> **Task description**
Your job is to return every line of the listing holding the string "dried".

> **Exercise data**
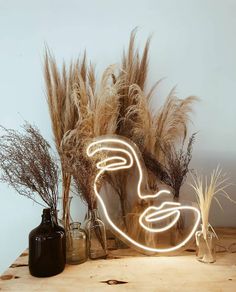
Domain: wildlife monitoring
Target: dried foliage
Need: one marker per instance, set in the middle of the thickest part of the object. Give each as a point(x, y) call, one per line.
point(176, 167)
point(28, 166)
point(63, 113)
point(206, 190)
point(97, 108)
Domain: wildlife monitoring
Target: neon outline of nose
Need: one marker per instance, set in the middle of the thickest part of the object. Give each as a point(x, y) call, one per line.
point(121, 165)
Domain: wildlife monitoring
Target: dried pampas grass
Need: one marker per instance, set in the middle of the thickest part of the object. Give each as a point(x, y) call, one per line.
point(97, 109)
point(63, 113)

> **Finished exercise**
Target: dried foliage
Target: dried pampas grass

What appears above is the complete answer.